## What you should do
Look for the line containing "A single pin marks each instance of the building" in the entries below, then print that line and all that follow it exactly.
--- Material to process Enclosed Below ---
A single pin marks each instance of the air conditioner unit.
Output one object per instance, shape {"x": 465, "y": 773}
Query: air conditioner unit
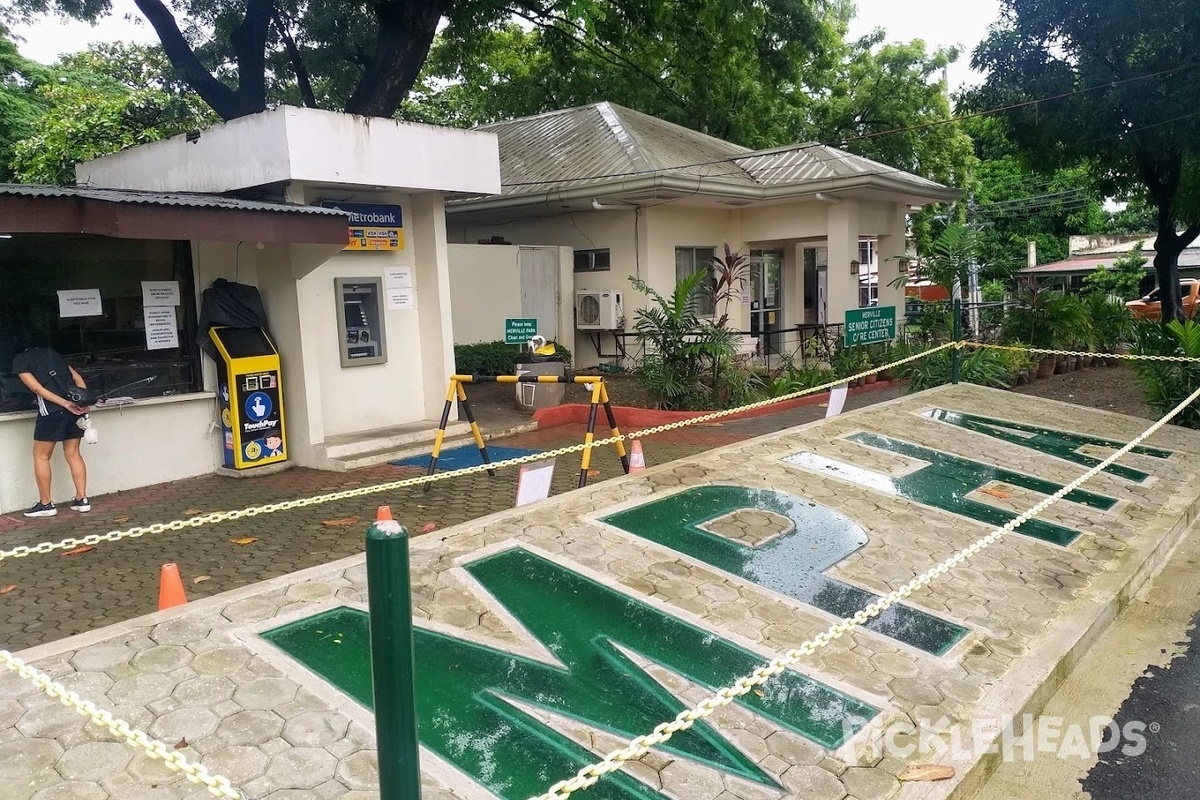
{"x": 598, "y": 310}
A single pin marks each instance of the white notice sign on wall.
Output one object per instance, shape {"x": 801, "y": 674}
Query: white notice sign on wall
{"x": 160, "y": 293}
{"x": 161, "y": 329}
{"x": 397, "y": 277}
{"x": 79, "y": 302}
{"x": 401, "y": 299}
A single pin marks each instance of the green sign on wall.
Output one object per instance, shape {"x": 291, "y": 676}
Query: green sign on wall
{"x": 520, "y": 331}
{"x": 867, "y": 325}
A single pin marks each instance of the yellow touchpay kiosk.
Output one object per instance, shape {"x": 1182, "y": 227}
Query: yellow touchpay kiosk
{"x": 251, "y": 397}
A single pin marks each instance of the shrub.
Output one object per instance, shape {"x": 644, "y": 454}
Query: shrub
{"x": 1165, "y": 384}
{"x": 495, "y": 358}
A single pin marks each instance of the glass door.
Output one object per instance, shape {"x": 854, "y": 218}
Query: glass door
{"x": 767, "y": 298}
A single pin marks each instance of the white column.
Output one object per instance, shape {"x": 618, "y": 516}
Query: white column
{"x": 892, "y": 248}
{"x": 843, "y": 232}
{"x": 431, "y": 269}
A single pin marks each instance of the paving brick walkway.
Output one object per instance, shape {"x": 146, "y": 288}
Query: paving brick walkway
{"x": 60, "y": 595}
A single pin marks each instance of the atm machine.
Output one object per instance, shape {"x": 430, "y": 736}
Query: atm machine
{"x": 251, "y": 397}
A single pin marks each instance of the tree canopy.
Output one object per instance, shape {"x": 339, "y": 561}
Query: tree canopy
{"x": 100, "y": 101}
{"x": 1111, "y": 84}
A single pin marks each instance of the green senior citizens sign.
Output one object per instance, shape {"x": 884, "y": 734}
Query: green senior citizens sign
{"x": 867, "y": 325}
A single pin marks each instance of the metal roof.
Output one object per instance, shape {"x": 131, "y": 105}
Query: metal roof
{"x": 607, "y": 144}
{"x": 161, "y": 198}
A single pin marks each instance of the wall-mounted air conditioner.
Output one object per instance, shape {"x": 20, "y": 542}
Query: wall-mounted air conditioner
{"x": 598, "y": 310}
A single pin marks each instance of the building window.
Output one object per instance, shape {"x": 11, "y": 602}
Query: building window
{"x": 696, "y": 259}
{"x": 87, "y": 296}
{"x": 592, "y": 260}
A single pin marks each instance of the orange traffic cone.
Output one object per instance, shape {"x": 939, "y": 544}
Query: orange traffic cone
--- End of Enclosed Material to process ---
## Written response
A single pin marks each instance of the building window.
Output one object per instance, shape {"x": 11, "y": 602}
Query: building window
{"x": 696, "y": 259}
{"x": 87, "y": 296}
{"x": 592, "y": 260}
A single pin marks each instance of the orange traffic cone.
Output one object per instance, shape {"x": 939, "y": 544}
Query: orange traffic cone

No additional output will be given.